Y se me ocurre que todos tendremos una isla desierta en la que desearíamos estar y de la que, ocupado un tiempo en ella, no más del conveniente, vivido con alborozo y padecido con la misma intensidad, querríamos partir para retomar la convivencia con los otros, que no saben que también están en una isla, que de igual modo naufragaron y la fatigan con incertidumbre, con perplejidad, ciegamente, desamparados en muchas ocasiones, ignorantes en otras, sintiendo que algo ha sido escamoteado en la información que se les dio sobre sus dimensiones, en la verdadera naturaleza del propósito que el azar o la voluntad les encomendó para que residieran en ella hasta que el mismo azar o la misma voluntad (o la muerte entreverada en ambas) zanjara esa estancia. Queda el humor del humorista Chesterton al dar a la pregunta sobre qué se llevaría a la isla desierta la respuesta de que unas instrucciones para construir barcos. Nunca estamos felices con lo que tenemos. Incluso la felicidad exige una puerta trasera que podamos usar para liberarnos de ella. Son estos tiempos los menos indicados para permitir que cada uno haga de su capa el sayo que se le antoje, por utilizar lo que mi abuela me decía cuando comprendía que al final hacía lo que me daba la gana, pese a las advertencias y las sanciones expuestas si desobedecía.

Del Robinson Crusoe que yo recuerdo, el leído o sorbido en mi adolescencia tardía, queda la idea plenipotenciaria de la soledad como absoluto remanso de paz y de armonía. Creo haber buscado esa soledad toda mi vida y también haber dado con ella en cualquier lugar, sintiendo que lo que me separaba de su abrazo era únicamente mi voluntad de retiro, de no darme por aludido cuando era preciso, de deponer cualquier intento de hacerme comprender y de desechar la posibilidad de comprender a cualquier que requiera que yo lo comprendiese. Se esta bien en esa insularidad. En ella es indistinguible la misma soledad, la que la cruza y de la que se vale para imponerse a la realidad o a la lo que sea la realidad predique. No es tal soledad: es puro afán de uno mismo, es esa mismidad preciosa la que nos hace no caer en el desasosiego ni el aburrimiento. Cuando irrumpe, en esa epifanía lírica y dulce, el mundo cobra el sentido que alguna vez no tuve, quizá muchas veces. No ansía uno una isla desierta, no esa circunscripción de lo obligadamente solitario, fijada en un mapa, lejos del devenir loco de lo ajeno a su singularidad sin público, pero se recrea en la idea de confinamiento, de buscarse uno adentro (la cabeza es una isla) y poder perseverar en su inagotable cartografía de luz y de sombra, de verdad sólida, sin quebranto ni arrepentimiento. Todo ese ahínco se encuentra en los libros, en su inventario prolijo de robinsones. Están a disposición de quien desee acogerlos. La azarosa cuenta de sucesos que atraviesan toda biografía de un náufrago no difiere de la que concurra en quien no haya visto nunca el mar ni haya puesto pie en una isla.

◆ OBJETIVO DEL EJERCICIO:
Enumere todo lo que, según el fragmento sobre la isla desierta, podría zanjar la estancia de los otros en su isla. Las entradas son material independiente y no guardan relación con el fragmento.

◆ SECCIÓN DE DATOS:

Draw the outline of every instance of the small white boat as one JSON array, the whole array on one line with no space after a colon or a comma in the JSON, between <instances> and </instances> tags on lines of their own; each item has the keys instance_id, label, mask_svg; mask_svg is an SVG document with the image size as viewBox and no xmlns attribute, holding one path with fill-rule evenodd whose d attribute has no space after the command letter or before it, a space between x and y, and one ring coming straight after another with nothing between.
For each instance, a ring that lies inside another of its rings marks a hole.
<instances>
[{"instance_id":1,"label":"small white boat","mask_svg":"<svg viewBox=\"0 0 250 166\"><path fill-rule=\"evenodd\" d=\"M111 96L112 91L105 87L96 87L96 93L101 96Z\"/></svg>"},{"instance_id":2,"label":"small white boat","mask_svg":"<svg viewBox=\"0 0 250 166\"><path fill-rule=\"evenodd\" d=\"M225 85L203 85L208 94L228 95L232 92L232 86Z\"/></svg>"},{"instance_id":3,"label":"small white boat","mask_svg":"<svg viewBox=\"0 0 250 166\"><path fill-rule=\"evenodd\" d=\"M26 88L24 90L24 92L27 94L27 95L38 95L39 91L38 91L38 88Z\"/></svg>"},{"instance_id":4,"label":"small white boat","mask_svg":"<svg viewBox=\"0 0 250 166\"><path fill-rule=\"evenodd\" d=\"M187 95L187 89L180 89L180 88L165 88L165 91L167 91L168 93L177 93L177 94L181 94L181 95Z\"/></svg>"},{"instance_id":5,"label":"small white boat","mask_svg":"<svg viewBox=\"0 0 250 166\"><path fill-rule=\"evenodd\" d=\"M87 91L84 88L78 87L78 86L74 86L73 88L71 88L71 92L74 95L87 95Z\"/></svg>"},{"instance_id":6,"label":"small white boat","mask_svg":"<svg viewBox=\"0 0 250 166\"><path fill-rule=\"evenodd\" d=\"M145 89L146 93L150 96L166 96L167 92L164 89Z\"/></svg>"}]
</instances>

◆ RESPUESTA A LA TAREA:
- El mismo azar
- La misma voluntad
- La muerte entreverada en ambas